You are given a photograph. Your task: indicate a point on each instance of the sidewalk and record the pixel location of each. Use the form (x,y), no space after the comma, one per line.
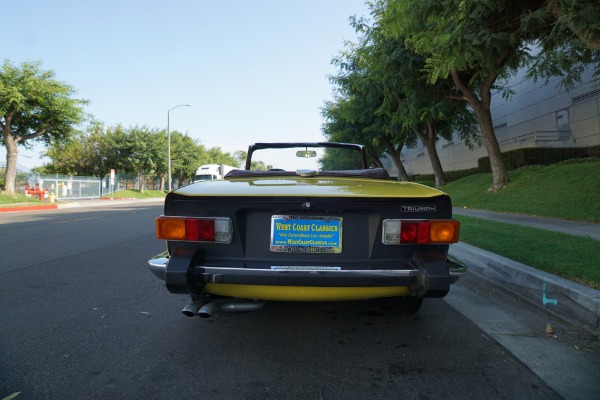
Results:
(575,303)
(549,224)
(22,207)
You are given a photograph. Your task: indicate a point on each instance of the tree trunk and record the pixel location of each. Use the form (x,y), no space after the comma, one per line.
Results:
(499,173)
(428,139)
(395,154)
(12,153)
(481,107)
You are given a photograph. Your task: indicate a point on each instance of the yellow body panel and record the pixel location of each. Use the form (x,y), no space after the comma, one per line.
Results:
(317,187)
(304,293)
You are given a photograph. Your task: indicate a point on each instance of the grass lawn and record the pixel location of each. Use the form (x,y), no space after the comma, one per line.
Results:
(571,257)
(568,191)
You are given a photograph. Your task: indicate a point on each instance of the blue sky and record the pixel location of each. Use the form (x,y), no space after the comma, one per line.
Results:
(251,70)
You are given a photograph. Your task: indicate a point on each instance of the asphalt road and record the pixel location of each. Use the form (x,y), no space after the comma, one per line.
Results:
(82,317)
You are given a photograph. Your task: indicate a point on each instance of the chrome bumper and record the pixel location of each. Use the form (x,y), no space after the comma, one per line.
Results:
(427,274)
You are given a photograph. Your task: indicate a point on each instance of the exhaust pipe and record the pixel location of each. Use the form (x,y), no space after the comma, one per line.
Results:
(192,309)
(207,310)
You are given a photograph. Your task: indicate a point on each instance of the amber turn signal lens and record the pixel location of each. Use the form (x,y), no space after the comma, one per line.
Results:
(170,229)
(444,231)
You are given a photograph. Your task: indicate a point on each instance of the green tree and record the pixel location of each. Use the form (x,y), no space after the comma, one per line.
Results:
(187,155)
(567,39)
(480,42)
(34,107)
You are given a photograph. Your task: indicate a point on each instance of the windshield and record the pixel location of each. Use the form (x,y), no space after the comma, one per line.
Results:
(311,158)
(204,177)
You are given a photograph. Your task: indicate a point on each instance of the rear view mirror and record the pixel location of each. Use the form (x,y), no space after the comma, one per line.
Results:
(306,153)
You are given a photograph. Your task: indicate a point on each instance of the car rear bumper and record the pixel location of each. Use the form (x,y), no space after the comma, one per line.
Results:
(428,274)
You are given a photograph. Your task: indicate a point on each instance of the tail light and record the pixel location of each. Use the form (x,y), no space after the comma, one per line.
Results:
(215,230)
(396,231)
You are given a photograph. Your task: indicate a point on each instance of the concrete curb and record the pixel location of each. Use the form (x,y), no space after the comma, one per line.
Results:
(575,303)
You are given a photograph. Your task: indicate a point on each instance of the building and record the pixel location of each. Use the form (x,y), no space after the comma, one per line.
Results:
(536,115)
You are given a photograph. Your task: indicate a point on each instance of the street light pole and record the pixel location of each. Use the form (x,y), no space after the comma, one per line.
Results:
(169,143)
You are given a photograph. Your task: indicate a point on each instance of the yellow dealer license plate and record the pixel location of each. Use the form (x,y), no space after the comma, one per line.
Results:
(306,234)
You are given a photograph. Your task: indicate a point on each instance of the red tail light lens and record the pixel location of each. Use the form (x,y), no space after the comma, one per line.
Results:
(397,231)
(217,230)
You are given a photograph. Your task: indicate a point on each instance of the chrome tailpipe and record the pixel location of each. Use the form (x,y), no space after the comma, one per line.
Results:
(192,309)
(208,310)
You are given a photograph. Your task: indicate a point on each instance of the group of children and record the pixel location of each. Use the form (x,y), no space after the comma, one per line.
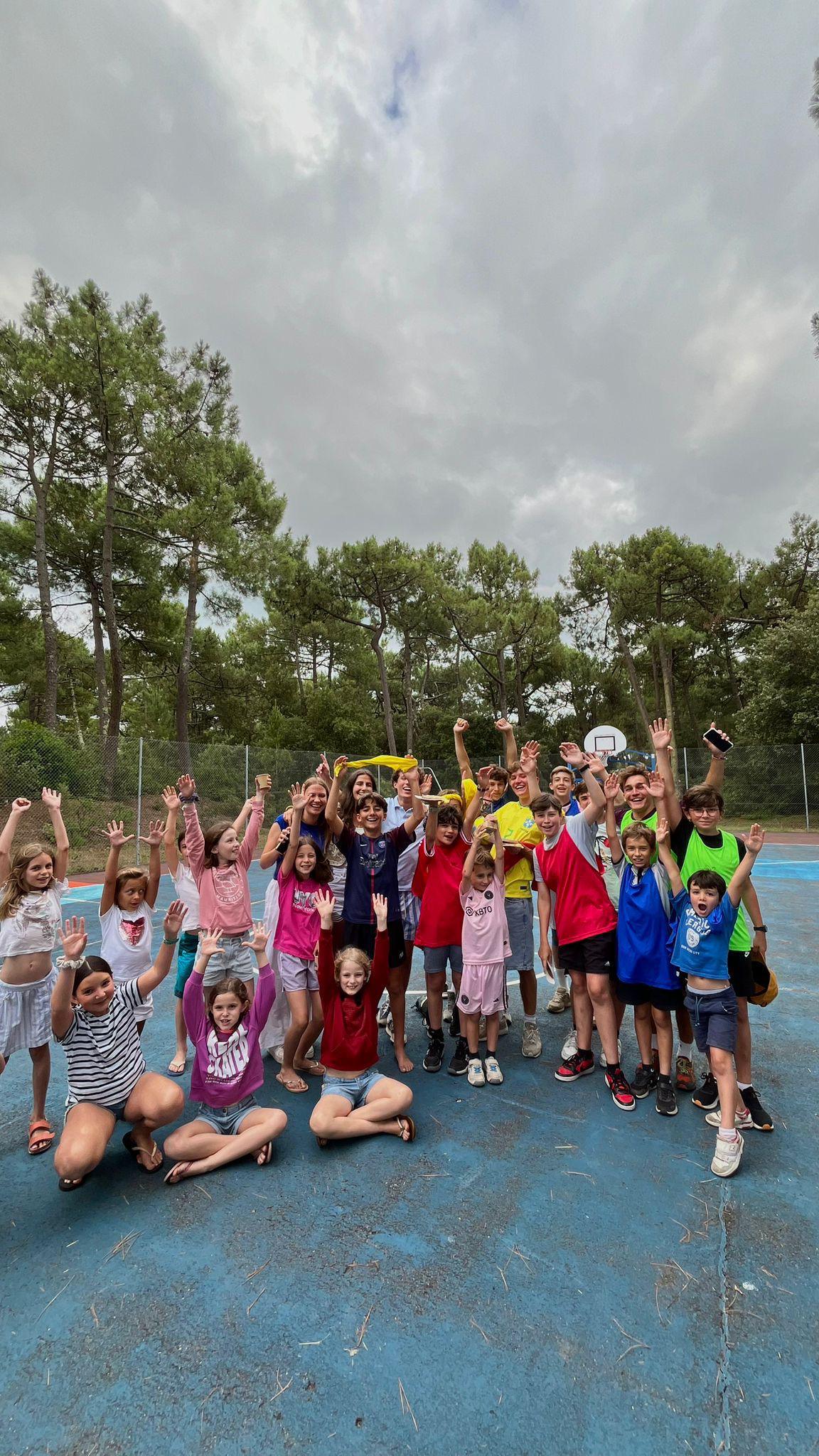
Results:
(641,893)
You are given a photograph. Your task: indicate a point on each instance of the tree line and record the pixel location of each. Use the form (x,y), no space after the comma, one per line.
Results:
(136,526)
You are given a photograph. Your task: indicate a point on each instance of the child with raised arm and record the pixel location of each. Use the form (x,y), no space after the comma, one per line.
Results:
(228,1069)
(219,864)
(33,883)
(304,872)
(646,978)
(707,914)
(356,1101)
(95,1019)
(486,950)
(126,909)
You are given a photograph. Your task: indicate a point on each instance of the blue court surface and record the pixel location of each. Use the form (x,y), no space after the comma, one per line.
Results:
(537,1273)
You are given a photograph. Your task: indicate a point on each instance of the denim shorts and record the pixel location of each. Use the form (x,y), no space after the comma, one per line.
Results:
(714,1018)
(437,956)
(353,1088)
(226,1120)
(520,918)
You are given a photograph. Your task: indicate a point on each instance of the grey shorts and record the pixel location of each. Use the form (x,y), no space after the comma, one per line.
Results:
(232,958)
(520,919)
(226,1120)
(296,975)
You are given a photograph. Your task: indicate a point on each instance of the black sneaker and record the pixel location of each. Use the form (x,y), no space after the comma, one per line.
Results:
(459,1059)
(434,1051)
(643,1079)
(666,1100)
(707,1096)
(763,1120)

════

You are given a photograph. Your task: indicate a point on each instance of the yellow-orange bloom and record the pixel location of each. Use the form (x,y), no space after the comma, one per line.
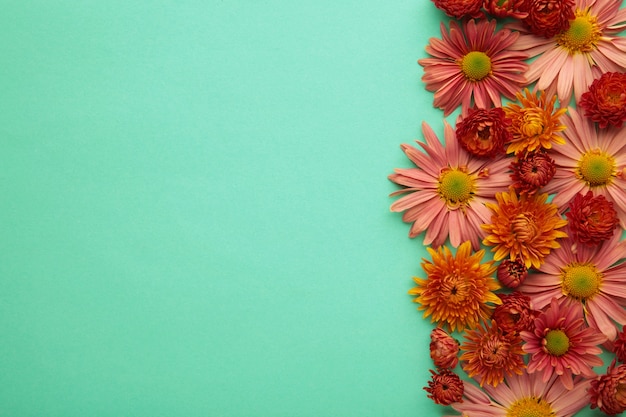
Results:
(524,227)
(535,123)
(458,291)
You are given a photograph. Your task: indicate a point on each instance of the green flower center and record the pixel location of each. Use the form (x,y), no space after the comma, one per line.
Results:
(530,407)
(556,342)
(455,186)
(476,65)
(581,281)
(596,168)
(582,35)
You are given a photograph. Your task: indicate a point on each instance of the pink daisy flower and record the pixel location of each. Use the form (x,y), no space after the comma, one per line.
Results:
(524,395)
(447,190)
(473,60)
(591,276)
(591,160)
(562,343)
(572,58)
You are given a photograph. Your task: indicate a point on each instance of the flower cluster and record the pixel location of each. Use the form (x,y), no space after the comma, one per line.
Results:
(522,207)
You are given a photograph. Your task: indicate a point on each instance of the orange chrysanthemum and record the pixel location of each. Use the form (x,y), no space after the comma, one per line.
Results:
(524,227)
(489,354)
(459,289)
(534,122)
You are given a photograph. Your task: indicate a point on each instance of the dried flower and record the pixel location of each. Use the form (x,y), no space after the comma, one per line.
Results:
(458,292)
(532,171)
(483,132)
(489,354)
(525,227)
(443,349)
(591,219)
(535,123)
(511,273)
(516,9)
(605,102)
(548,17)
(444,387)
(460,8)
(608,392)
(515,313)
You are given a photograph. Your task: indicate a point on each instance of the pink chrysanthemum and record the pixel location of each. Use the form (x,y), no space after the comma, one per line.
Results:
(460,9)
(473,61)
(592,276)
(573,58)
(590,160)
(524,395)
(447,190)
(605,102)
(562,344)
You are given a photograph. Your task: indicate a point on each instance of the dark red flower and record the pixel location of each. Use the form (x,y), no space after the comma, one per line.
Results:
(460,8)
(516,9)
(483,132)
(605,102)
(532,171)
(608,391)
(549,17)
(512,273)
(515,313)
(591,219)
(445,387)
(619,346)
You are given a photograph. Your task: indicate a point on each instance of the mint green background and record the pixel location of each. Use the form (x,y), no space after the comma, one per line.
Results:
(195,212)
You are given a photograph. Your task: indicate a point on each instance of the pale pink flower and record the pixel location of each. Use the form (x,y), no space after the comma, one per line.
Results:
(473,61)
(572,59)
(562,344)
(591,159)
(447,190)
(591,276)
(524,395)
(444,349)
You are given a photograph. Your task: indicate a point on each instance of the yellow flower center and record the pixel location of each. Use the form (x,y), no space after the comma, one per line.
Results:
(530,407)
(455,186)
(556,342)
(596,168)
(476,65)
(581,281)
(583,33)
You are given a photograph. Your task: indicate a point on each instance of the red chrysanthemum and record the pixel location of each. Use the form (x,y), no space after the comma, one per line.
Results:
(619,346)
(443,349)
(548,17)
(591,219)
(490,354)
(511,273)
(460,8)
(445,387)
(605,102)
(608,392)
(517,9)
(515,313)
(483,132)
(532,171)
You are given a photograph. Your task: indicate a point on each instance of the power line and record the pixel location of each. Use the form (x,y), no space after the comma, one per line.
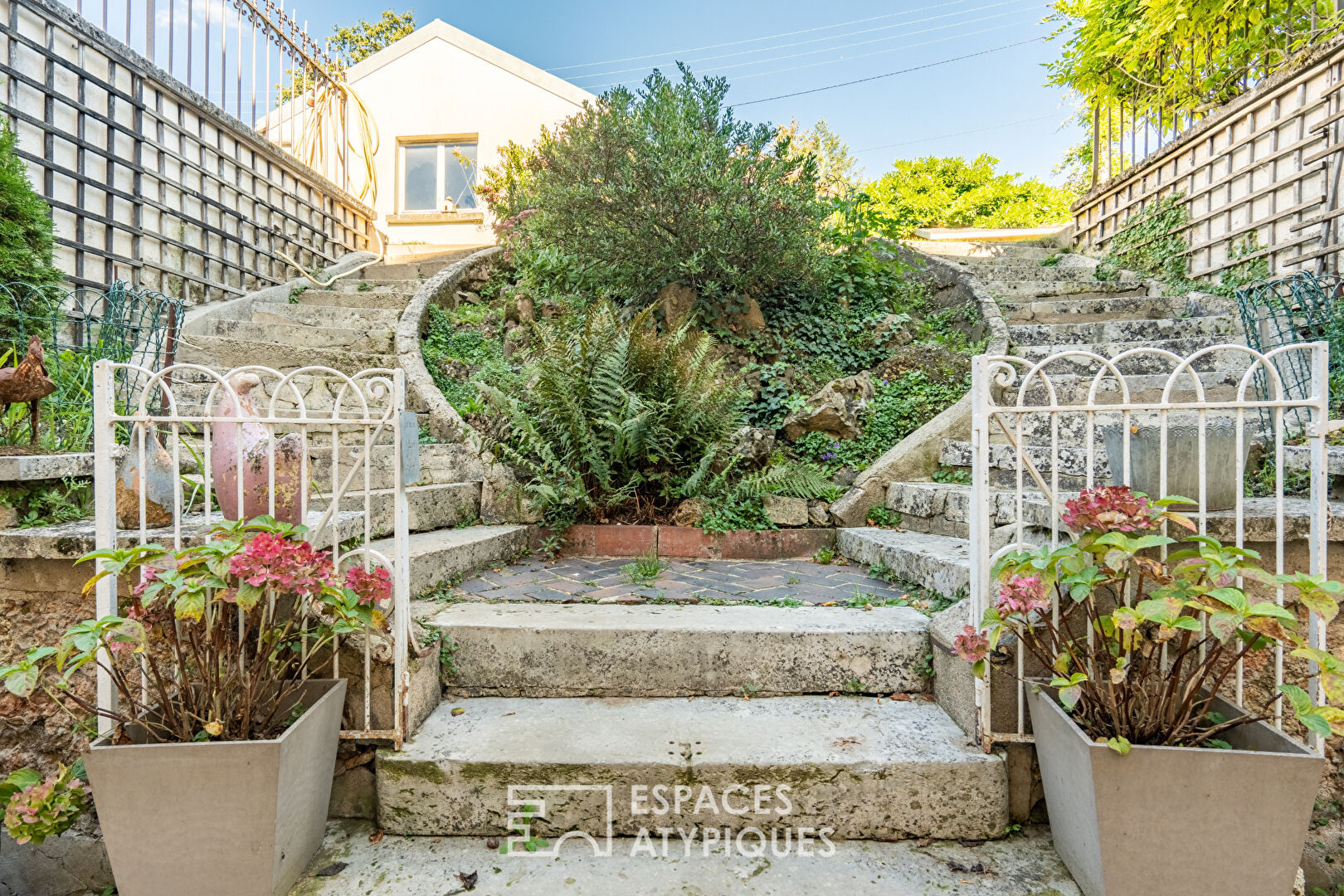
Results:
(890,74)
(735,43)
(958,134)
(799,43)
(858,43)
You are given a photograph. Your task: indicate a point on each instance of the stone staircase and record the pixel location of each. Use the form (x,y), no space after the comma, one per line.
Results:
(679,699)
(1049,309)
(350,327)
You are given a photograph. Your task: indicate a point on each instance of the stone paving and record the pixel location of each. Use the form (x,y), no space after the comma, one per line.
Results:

════

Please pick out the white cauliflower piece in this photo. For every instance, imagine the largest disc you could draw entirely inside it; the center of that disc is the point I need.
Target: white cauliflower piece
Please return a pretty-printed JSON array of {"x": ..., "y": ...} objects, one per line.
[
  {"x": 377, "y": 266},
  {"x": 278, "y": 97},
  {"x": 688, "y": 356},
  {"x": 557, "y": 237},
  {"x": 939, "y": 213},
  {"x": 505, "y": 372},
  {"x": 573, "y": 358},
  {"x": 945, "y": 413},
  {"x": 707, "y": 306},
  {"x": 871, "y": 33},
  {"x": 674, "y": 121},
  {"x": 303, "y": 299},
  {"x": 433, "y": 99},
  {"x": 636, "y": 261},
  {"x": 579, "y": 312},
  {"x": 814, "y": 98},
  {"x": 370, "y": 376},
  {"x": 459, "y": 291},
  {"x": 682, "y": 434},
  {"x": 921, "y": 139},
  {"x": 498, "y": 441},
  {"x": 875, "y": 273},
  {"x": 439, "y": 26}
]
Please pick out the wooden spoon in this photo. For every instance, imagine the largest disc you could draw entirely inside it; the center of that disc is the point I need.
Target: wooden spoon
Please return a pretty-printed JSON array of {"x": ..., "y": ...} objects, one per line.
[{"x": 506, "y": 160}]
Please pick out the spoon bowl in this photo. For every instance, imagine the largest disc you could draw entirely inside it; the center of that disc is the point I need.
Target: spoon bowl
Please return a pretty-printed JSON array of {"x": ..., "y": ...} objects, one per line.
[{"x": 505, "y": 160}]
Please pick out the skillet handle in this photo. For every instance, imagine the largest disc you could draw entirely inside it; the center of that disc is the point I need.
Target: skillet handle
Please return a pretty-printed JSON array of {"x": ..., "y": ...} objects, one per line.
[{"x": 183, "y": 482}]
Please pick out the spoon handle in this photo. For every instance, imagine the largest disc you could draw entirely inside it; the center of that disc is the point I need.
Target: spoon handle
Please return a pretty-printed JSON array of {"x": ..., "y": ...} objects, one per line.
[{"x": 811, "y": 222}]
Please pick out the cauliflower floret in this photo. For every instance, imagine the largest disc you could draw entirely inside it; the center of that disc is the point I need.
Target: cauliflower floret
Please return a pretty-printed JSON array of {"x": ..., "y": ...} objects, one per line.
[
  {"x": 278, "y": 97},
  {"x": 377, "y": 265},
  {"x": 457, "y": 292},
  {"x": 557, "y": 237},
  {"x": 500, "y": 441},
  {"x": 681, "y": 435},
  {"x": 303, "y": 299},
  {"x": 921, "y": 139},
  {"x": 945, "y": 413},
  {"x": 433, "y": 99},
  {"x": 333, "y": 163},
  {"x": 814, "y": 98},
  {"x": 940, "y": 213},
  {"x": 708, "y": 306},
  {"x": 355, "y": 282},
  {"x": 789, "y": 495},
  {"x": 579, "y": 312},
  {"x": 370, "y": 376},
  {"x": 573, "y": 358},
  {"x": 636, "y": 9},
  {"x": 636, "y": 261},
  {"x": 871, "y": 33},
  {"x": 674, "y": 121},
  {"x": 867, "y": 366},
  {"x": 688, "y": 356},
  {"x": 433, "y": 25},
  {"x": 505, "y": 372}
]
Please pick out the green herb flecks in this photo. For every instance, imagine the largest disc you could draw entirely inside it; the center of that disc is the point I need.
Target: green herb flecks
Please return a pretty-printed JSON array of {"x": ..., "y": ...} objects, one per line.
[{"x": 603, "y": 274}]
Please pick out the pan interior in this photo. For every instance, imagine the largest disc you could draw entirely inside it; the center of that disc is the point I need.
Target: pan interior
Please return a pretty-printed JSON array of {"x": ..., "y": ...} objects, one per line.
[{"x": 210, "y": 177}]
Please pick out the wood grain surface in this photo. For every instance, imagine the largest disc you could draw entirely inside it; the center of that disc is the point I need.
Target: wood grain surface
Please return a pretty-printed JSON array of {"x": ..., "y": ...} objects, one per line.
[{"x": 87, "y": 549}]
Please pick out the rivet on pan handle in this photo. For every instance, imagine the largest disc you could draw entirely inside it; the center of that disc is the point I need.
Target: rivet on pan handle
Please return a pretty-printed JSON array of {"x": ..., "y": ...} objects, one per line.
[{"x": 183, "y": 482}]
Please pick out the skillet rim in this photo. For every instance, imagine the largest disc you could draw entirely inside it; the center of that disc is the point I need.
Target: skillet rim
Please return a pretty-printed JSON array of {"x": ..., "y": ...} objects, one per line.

════

**Task description**:
Each line above with the string "bowl" in it should be located and copied.

**Result of the exercise**:
Please pick out the spoon bowl in this photo. For every instance, imagine the largest disc you could draw entirely inside it; the center of that disc is the point I need.
Target: spoon bowl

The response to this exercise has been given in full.